START PAGE EXCERPT

The U.S. health care system is not prepared to treat the more than 15 million Americans who are categorized obese by a body mass index of 40 or more. The attitudes of doctors, failure to invest in equipment and out-of-date practices often fail these patients.
Fat shaming at the doctor’s office is startling. One doctor stopped a patient from sharing her concerns with a “let me cut to the chase. You need to lose weight.” A quick diagnosis of “obesity pain” can miss or delay a diagnosis of the actual underlying cause. Studies have found that physicians in general spend less time with severely obese patients. What can be done?
The New York Times recently followed up with patients who suffered when a doctor dismissed their medical problems as a consequence of weight. One patient could not find out how much she weighed, because the scale only went to 350. She was forced to go to a junkyard to find a scale. CT and MRI imaging machines may not accommodate a patient – in one case a physician sent a patient to a local zoo for a scan.
As waist lines increase, more of these stories occur. Many in the medical field, however, fail to recognize obesity as a disease similar to diabetes.

END PAGE EXCERPT
START PROVIDED RECORDS

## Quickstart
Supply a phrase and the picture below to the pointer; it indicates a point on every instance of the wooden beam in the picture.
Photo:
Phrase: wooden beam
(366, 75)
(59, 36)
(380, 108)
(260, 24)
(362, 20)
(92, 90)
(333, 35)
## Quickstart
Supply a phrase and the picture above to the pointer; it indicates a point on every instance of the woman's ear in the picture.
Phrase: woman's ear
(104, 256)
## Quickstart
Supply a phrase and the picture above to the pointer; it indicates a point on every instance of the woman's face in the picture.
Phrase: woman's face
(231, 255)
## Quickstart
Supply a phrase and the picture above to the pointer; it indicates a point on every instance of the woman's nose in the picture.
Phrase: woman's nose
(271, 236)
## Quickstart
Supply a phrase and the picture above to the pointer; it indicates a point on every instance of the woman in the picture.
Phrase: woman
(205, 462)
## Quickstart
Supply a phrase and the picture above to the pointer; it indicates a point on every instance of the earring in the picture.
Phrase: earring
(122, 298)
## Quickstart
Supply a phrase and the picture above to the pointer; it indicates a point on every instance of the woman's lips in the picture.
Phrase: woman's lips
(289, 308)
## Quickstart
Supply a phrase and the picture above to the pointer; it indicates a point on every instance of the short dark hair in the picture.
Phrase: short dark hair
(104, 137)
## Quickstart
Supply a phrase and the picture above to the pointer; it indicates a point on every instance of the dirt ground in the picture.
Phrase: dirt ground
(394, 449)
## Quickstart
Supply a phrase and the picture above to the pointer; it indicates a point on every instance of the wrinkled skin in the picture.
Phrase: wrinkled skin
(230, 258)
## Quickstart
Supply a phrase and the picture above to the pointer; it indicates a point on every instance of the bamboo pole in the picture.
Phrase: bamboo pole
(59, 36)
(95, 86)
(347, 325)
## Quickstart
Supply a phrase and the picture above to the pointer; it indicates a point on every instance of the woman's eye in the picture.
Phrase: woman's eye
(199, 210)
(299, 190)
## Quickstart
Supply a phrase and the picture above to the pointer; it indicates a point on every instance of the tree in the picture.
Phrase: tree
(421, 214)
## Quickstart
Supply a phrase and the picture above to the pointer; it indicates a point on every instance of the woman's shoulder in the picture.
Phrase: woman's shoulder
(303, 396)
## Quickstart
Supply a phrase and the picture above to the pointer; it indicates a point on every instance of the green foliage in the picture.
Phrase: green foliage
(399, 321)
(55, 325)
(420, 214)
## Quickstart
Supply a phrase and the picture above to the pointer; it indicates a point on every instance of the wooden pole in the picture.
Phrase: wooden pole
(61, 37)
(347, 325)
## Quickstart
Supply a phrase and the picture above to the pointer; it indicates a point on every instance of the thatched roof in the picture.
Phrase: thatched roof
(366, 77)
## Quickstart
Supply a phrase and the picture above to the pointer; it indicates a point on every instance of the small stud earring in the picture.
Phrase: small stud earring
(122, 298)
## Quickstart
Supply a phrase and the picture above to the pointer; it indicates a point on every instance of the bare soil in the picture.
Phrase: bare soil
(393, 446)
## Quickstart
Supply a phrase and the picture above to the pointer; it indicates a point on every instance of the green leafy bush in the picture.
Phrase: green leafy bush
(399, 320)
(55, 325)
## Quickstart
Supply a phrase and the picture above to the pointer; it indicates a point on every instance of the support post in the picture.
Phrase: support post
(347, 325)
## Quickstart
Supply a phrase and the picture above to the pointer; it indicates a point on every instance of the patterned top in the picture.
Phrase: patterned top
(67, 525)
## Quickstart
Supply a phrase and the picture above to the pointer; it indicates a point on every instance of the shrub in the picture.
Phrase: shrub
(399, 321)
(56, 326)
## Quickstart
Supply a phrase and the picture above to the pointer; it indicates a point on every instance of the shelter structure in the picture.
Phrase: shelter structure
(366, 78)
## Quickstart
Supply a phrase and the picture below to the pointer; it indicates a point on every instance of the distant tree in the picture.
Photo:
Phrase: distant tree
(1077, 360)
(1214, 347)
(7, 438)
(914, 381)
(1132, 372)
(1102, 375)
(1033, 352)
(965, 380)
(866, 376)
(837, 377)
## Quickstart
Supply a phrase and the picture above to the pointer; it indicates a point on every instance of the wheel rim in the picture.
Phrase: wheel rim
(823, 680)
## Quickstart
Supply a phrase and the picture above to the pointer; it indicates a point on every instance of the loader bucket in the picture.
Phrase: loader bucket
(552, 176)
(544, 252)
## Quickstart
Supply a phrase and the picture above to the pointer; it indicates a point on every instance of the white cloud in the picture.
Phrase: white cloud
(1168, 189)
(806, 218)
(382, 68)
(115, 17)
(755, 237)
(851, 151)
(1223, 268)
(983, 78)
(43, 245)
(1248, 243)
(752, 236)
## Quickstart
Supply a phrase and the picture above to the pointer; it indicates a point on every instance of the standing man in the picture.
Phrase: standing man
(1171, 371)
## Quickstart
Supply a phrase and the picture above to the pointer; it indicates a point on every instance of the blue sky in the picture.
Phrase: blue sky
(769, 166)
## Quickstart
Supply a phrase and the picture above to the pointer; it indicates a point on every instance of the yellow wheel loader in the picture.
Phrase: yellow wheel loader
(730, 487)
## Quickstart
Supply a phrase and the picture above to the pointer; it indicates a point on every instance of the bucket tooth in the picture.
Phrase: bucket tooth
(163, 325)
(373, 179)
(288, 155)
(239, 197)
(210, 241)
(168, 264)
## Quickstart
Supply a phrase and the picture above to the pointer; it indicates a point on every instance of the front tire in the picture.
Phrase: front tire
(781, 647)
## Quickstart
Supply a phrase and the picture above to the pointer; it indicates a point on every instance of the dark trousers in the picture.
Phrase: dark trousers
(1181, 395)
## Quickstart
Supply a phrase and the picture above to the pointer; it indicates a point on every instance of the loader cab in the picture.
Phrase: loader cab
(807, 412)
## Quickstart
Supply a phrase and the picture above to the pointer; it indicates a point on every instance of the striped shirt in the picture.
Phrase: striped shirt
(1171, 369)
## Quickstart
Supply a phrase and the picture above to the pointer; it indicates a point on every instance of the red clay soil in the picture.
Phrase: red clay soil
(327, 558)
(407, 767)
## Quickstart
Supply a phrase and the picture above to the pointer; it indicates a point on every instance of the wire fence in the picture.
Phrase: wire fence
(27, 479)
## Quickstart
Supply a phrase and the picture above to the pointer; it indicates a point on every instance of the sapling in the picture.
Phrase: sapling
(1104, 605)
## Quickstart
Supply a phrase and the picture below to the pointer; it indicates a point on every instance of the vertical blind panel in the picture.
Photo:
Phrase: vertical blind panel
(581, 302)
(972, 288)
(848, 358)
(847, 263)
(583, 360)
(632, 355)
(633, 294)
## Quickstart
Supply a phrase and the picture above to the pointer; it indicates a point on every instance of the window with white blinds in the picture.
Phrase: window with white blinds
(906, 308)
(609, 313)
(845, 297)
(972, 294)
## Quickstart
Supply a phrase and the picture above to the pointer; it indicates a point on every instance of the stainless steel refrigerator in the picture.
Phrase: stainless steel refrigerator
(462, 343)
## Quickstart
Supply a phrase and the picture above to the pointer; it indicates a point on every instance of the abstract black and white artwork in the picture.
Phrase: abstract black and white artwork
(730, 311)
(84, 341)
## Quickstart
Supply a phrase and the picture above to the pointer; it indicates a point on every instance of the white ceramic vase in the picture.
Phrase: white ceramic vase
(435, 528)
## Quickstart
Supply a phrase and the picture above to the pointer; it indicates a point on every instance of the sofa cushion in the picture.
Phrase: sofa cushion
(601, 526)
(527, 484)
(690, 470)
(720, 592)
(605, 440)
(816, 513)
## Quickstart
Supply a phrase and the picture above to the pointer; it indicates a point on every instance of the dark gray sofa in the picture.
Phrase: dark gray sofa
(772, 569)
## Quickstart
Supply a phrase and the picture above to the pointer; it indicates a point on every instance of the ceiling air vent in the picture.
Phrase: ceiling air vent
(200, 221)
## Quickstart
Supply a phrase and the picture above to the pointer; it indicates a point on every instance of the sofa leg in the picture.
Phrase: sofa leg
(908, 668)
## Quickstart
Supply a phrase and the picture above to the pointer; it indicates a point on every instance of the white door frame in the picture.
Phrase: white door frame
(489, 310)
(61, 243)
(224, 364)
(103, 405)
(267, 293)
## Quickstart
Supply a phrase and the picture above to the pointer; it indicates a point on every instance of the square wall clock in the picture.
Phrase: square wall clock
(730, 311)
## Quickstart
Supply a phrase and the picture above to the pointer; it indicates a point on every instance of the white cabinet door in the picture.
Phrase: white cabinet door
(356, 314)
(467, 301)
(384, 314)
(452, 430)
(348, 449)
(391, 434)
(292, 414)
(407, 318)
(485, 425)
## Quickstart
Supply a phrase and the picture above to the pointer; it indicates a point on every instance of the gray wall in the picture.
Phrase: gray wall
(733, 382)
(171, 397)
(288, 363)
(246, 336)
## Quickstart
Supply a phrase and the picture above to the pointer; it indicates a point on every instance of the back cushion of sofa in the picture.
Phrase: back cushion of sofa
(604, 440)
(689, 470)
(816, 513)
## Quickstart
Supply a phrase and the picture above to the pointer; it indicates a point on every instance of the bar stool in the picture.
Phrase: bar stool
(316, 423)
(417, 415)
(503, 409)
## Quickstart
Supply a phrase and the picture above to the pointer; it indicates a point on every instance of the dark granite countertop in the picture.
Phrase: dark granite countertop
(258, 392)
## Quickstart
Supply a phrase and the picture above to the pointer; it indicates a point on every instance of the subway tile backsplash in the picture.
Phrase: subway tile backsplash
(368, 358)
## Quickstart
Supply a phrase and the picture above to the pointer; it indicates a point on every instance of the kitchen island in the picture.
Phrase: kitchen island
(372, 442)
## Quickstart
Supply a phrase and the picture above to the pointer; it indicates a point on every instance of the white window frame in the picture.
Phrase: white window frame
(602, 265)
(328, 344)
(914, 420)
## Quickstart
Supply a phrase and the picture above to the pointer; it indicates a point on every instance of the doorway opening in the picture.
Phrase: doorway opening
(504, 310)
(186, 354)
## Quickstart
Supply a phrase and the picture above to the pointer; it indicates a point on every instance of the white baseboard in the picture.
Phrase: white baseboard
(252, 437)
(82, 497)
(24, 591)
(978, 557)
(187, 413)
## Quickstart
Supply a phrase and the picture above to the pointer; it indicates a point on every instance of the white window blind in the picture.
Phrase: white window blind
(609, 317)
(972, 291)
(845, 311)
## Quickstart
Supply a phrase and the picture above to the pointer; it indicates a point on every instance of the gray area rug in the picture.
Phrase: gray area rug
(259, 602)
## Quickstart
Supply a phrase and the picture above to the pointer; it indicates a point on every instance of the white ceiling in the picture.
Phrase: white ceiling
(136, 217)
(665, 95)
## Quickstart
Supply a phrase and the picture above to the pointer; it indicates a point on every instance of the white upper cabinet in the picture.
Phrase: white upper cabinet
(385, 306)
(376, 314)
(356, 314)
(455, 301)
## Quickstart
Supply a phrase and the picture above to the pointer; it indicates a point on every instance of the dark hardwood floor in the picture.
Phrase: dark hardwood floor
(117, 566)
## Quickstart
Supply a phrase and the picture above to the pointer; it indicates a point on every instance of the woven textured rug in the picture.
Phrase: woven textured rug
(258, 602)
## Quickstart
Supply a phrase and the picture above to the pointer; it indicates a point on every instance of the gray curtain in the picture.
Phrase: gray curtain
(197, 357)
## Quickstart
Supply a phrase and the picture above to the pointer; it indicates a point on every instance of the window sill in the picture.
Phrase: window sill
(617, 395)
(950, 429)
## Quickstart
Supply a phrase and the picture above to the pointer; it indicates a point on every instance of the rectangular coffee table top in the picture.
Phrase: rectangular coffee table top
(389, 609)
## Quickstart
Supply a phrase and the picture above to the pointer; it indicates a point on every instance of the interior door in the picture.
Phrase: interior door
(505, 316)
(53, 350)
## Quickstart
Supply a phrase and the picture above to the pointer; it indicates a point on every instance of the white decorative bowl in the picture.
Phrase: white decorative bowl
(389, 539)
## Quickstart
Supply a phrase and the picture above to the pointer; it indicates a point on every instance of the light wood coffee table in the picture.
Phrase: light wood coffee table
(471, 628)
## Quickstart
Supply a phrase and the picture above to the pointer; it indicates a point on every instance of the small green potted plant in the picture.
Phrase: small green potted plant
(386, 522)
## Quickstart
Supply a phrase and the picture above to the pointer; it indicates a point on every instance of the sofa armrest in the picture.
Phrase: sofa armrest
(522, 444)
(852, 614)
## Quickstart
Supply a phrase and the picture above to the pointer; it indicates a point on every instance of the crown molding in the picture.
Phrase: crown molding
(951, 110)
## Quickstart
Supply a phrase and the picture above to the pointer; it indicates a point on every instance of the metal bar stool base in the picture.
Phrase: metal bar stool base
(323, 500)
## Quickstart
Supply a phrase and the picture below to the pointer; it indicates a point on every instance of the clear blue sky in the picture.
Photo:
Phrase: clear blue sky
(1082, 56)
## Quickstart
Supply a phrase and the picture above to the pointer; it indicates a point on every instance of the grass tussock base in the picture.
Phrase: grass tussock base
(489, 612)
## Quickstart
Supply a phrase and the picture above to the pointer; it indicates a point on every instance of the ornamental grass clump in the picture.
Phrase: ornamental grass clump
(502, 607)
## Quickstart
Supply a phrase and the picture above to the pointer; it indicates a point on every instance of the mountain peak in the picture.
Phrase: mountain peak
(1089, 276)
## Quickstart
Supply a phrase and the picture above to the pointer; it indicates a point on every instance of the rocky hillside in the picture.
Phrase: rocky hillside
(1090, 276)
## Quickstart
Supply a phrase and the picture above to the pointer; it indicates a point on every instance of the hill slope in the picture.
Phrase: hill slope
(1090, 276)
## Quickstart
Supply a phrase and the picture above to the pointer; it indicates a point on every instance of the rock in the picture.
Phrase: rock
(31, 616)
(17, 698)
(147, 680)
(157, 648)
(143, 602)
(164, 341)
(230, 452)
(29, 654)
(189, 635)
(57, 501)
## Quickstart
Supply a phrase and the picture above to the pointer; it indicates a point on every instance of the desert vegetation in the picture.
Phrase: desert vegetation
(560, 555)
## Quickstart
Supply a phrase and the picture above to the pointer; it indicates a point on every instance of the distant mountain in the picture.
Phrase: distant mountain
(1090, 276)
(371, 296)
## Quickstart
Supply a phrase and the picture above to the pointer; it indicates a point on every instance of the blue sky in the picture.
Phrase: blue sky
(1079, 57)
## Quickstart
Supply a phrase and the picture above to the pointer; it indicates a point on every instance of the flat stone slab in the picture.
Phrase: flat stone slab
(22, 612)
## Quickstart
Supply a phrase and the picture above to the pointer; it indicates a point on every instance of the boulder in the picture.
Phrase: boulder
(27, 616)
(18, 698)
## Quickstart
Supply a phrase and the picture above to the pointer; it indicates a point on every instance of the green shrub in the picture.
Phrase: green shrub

END PROVIDED RECORDS

- _REQUIRED ACTION 1_
In the passage on obesity care, how high could the scale go for the patient who could not learn her weight?
- _REQUIRED ACTION 2_
Go on with the passage on obesity care from where it stops.
The entries are separate material and have no connection to the passage on obesity care.

- _RESULT 1_
The scale only went to 350.

- _RESULT 2_
Denied procedures and dosing issues
Surgeons frequently refuse to do a hip or knee replacement when a patient is obese. A group of surgeons who looked at the issue found that heavy patients should be counseled to lose weight to reduce stress on joints. But they also found that a BMI over 40 shouldn’t be an excuse for blanket refusals (consider a 6’0 man who weighs 300 probably has a BMI over 40).
If a physician does agree to operate, drug dosing may not be calibrated based on weight.
Recognizing that there could be a bias, you need to be prepared when you go to the doctor. Write down the following before an appointment:
- When the problem started
- How often it has bothered you
If your concerns are dismissed, you need to be assertive. Keep asking questions. If a doctor is not responsive, find a new doctor who is willing to treat patients with high BMI.